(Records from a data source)
· · · ·

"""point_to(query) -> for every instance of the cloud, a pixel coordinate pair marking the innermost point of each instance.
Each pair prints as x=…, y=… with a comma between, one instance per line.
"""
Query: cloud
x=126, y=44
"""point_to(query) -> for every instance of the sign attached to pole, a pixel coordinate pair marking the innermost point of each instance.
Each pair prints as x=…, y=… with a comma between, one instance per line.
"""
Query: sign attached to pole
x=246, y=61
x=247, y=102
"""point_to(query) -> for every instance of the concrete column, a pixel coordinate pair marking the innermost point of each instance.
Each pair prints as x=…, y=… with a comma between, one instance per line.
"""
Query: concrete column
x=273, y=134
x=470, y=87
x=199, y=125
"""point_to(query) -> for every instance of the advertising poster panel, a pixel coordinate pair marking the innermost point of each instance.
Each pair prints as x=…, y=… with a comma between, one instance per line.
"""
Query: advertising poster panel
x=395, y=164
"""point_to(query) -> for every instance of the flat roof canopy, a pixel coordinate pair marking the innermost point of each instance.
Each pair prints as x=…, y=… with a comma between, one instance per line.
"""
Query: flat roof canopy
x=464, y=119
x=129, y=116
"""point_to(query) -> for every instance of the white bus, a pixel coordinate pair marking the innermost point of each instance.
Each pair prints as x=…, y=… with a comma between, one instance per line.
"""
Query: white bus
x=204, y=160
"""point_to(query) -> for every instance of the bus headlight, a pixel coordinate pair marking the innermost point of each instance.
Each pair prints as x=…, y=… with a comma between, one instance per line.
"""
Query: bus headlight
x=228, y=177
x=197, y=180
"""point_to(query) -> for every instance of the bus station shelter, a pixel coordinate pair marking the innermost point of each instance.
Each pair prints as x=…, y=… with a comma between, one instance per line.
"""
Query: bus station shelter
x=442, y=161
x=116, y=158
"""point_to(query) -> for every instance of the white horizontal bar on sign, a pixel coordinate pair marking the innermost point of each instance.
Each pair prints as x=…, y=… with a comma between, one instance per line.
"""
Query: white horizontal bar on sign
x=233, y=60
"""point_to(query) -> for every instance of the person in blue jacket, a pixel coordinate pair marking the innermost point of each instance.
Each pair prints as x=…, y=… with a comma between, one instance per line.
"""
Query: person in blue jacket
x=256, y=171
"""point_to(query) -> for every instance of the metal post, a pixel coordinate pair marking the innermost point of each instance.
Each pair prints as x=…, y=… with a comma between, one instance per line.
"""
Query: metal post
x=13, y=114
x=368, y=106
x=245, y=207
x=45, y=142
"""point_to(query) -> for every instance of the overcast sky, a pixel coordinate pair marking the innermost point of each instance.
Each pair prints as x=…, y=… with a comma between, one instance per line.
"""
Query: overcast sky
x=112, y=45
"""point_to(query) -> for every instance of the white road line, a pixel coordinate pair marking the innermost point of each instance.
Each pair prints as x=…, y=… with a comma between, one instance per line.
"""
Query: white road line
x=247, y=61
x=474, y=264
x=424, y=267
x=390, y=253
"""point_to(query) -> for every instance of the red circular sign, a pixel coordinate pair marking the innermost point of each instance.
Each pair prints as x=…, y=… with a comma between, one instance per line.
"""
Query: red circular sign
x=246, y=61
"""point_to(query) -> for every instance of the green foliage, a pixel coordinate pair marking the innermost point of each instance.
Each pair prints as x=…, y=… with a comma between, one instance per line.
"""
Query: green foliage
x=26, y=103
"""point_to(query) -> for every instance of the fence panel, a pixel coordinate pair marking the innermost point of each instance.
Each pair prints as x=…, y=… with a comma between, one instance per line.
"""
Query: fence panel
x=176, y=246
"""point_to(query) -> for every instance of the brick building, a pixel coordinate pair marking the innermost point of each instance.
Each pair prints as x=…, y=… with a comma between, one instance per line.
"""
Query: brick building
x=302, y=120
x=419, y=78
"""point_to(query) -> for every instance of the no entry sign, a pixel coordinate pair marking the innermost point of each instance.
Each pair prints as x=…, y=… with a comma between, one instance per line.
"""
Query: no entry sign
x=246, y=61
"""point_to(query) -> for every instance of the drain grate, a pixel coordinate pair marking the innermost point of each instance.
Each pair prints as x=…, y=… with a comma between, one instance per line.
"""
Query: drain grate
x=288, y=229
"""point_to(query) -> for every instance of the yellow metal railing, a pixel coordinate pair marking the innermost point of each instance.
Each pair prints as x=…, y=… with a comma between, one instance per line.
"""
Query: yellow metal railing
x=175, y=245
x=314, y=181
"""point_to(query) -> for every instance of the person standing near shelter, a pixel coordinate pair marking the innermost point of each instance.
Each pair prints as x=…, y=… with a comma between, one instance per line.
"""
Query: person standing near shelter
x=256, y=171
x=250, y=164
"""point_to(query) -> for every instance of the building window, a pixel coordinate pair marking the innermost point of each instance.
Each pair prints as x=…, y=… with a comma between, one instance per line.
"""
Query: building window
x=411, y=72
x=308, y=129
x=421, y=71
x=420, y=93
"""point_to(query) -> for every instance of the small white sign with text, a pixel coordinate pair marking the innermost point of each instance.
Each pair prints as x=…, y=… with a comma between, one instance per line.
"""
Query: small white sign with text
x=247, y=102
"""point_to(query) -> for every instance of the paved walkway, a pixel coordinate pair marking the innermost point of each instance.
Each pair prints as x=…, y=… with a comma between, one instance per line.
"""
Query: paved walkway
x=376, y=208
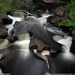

· · · ·

- [SHORT TASK]:
Type out every one of the records above word for word, leaving out the pictures.

- [TASK SOLUTION]:
"""point_to(query) -> for every instance of the cloud, a pixel coordinate pair marking the innermost point of each instance.
Each pair prints as x=…, y=… with a comma between, one instance per line.
"""
Query: cloud
x=126, y=44
"""point_to(query) -> for every instance of the sign attached to pole, a pixel coordinate pair marking the innermost point of each instance.
Each pair prints as x=…, y=… with a comma between, one instance per line.
"""
Query: sign attached to pole
x=246, y=61
x=247, y=102
"""point_to(query) -> for every instance of the concrete column, a pixel coordinate pair marking the innermost point of each instance.
Each pair prints as x=…, y=… with a comma between, one instance per line.
"""
Query: concrete column
x=273, y=134
x=470, y=87
x=199, y=125
"""point_to(query) -> for every instance of the advertising poster panel, a pixel coordinate pair marking the innermost point of each instance.
Each pair prints as x=…, y=… with a comma between, one instance per line.
"""
Query: advertising poster panel
x=395, y=164
"""point_to(query) -> for every instance of the flat roof canopy, a pixel coordinate pair marking the innermost point of each instance.
Each pair prints as x=…, y=… with a comma between, one instance per line.
"""
Query: flat roof canopy
x=464, y=119
x=129, y=116
"""point_to(query) -> for every instance of the white bus, a pixel coordinate pair marking the innermost point of each instance.
Each pair prints as x=…, y=… with a comma between, one instance per line.
"""
Query: white bus
x=204, y=160
"""point_to(query) -> for every instance of the bus headlight, a pixel coordinate pair marking the innermost point of each instance.
Each pair prints as x=…, y=… with a comma between, one instance per line.
"""
Query: bus headlight
x=228, y=177
x=197, y=180
"""point_to(query) -> for every instance of the bus station shelter, a pixel coordinate pair marking the innermost point of each instance.
Each pair prints as x=…, y=… with a comma between, one instance per line.
"""
Query: bus station shelter
x=442, y=161
x=116, y=158
"""point_to(query) -> for every instance of the white horizontal bar on sign, a pixel coordinate pair marking the innermost point of each instance.
Each pair prints as x=…, y=… with a comma between, one instance per line.
"""
Query: white horizontal bar on sign
x=233, y=60
"""point_to(query) -> for every instance of the person in blue jacket, a pixel coordinate pair marking the innermost point of each instance.
Each pair prints as x=…, y=… with a comma between, one instance per line.
"""
Query: person in blue jacket
x=256, y=171
"""point_to(query) -> for every instance of the metal post, a pixel coordinate pair marking the innermost point of each instance.
Each pair prints as x=…, y=… with a comma between, one instance per line.
"""
Query: metal post
x=13, y=114
x=368, y=106
x=245, y=207
x=45, y=142
"""point_to(query) -> for every instance of the overcast sky, a pixel coordinate pair marking the innermost point of each instance.
Each pair prints as x=…, y=… with a comma between, one instance per line.
"""
Query: overcast sky
x=112, y=45
"""point_to(query) -> for every instance of the white road line, a pixel coordinate pair marking the innermost point of each instance.
Each pair prints as x=…, y=… with a comma between, one instance per line.
"""
Query: white road line
x=247, y=61
x=474, y=264
x=424, y=267
x=390, y=253
"""point_to(query) -> for every instance of the red circular sign, a pixel coordinate pair marking the innermost point of each instance.
Each pair prints as x=…, y=… with a comma between, one instance per line.
"""
Query: red circular sign
x=246, y=61
"""point_to(query) -> for every instance of the green foliage, a pixel coordinate pair marking the innermost point of each instance.
Each pair prints as x=…, y=… with a comma between, one instance per line.
"""
Query: green foliage
x=26, y=103
"""point_to(query) -> for every instance of the fence panel, a pixel coordinate pair marking the innermost point of each instance.
Each pair prints as x=…, y=… with a comma between, one instance per line.
"""
Query: fence panel
x=176, y=246
"""point_to(query) -> for every instance of the brick building, a pixel coordinate pair marking the innermost point of each instance.
Each pair prints as x=…, y=… with a comma between, one instance per line.
"""
Query: brick building
x=302, y=120
x=419, y=78
"""point_to(query) -> for every instance of the no entry sign, a pixel coordinate pair marking the innermost point of each instance.
Each pair prints as x=…, y=… with a comma between, one instance per line.
"""
Query: no entry sign
x=246, y=61
"""point_to(query) -> for every instance of the drain grate, a pixel coordinate pair marking the innermost point of each instance.
Each pair prints as x=…, y=… with a comma between, one instance per line.
"""
Query: drain grate
x=288, y=229
"""point_to(query) -> for every instance of the yellow metal railing, a pixel coordinate pair marking the innermost point of each instance.
Each pair prints as x=…, y=… with a comma between, one instance per line.
"""
Query: yellow metal railing
x=175, y=245
x=314, y=181
"""point_to(query) -> for every instance of the person standing near shelter, a pixel coordinate pair marking the innermost point of each instance.
Each pair prints as x=…, y=… with a comma between, one instance per line.
"""
Query: person standing near shelter
x=256, y=171
x=250, y=164
"""point_to(query) -> for every instance of the building window, a pixel coordinate pair marking the innermost point of each instance.
Each pair prints as x=…, y=… with a comma between, one instance per line.
"""
Query: building window
x=411, y=72
x=308, y=129
x=421, y=71
x=420, y=93
"""point_to(query) -> for every instance of the small white sign with text, a pixel coordinate pair marking the innermost point of each instance.
Each pair prints as x=…, y=… with a comma between, one instance per line.
"""
Query: small white sign with text
x=247, y=102
"""point_to(query) -> for every instance of the paved walkway, a pixel coordinate pair marking the innermost point of each instance.
Each pair prints as x=…, y=… with a comma between, one instance per line.
"""
Query: paved walkway
x=376, y=208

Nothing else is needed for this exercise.